TASK ITEM:
Carry the forum post below about starting a transition forward from its final sentence.
TEXT EXCERPT Start Marker
So I signed on tonight because I was feeling so obsessed over this ->-bleeped-<-s videos I found online. I couldn't believe my eyes. Her waist was perfectly lean, flat stomach, wide hips, huge ass, thick round breasts, long flowing blonde hair, juicy red lips, long finger nails, flawless tan and smooth skin, obvious facial surgery, nose surgery, you get the picture girl has had the work done! So I saw this video and shut it off but I couldn't stop thinking about it. I started to feel like my heart was sinking. It felt like I was never going to become that beautiful. I felt sooo bad I had to go back to her sight and gaze in jealously over her again. I wont even tell you her name because I don't want any other girls to feel it. I'm very new to my transition. Actually I tried it 4 or so years ago, even longer ago, but 4 years ago hormones and I couldn't do it I failed. Too many slammed doors. Now, end of last year, I'm at it again and this time there was no place for failure and then tonight it felt like that empty hole that I would never fill.
Then I remembered Susans Place and being from another forum that I dearly loved I thought I should read a make a thread on it because my friends at the other site do this often together. Well as soon as I logged in I felt better. I saw pictures of other trans-women and I remembered I am not a whore! We are regular people and this woman on the video is a prostitute, having sex for money and is equivalent to a porn star is to a regular G.G. on the street. I want to be the regular girl on the street, not the porn star, I already made that decision and I have stuck to it through the worst of times. I'm glad this place is here because I don't know if I could have slept tonight without crying. Now I feel like it is possible, well at least not to obsess over that like I would have. I do wish someone could recommend me a book that could help with information on all the things that are useful to know in a m2f transition; such as vocal training, skin care, breast argumentation info, etc etc. I have the feeling the kind of book I imagine may not exist and I suddenly feel an overwhelming desire to create that book! Of course once I have learned all of these things. It would be so awesome to find one book with a broad selection of this information.
TEXT EXCERPT End Marker
DATASET EXCERPTS Start Marker
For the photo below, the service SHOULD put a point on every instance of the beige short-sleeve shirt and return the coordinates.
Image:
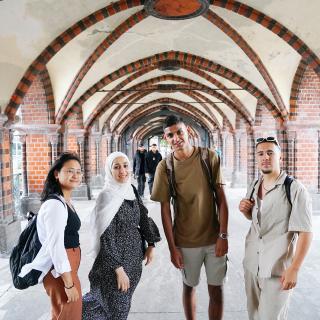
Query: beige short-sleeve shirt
(270, 244)
(195, 223)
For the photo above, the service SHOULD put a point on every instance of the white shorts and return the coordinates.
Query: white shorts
(194, 258)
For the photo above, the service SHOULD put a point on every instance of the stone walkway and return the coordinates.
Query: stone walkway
(158, 296)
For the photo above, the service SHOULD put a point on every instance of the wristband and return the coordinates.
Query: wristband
(223, 235)
(69, 287)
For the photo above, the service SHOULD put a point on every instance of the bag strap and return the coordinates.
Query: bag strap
(55, 197)
(170, 175)
(253, 188)
(287, 184)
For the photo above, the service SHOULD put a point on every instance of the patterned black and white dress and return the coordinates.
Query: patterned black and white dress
(120, 245)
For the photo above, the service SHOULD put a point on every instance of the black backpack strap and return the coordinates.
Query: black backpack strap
(55, 197)
(206, 164)
(135, 192)
(170, 175)
(287, 184)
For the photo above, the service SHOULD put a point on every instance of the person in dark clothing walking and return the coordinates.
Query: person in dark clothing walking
(153, 158)
(140, 167)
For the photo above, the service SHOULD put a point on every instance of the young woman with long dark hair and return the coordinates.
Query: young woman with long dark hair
(58, 225)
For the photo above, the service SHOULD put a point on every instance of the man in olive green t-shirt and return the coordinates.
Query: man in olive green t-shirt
(195, 237)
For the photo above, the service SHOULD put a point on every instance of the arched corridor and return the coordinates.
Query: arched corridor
(101, 76)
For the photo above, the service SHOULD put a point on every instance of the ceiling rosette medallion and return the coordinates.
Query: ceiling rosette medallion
(176, 9)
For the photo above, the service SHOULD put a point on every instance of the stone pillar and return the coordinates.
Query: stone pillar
(109, 142)
(224, 148)
(83, 191)
(53, 139)
(22, 138)
(116, 142)
(252, 167)
(97, 180)
(291, 153)
(10, 228)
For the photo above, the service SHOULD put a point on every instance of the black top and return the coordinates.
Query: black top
(152, 160)
(71, 234)
(139, 163)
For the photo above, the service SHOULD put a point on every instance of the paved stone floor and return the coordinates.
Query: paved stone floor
(158, 296)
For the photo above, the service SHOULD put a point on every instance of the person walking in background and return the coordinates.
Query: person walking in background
(153, 158)
(280, 211)
(120, 226)
(139, 168)
(200, 234)
(58, 229)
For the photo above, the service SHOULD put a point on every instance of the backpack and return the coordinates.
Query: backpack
(25, 251)
(287, 184)
(206, 166)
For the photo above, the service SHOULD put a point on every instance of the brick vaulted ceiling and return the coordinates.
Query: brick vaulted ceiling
(114, 63)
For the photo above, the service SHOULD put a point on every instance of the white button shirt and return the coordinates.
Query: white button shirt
(51, 222)
(270, 243)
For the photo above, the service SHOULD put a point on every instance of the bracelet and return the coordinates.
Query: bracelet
(223, 235)
(69, 287)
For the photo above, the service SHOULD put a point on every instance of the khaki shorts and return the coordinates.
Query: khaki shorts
DATASET EXCERPTS End Marker
RESPONSE AREA:
My sister constantly has to remind me that one day my hair will grow and my breasts will fill out and things will be a lot more stable for me(thank God for her), but I can't see it sometimes you know because to me it is not about long hair or larger breasts. I feel this way without that stuff. It kinda sucks I have to fit into somebody elses image of what that is so to be accepted these days. Of course I would love to have those looks, I want to feel good, and I want to look beautiful. But that is mainly for my lover in the future and the rest is just for me to like the way I see my reflection back. I'm not trying to do anything but be happy and anyone who thinks thats ugly must really be the ugly person inside.
As for this gorgeous woman online maybe the man I love would love me more if I did look that way and that does make me cry because I am in love with someone who does not want me the way I am. And I cannot become that over night, and I cannot do it faster without being a whore. So I am trapped. I have to go through this slow unwanted process for years and to one day hope he is the one I still want or I am somehow available for someone else. I often wonder if I looked like her now would he jump at the chance to be with me? Then maybe having sex and buying all those things would have been worth it to have that already, but it could have never been because I could never have kissed another man and still had the love in my heart for him that I have. It is worse than the love story Romeo and Juliet because I cannot even kill myself for him. I must just dream of him every night, and dream of this beautiful transsexual every night, and I cry every night, just to be with some one else one day.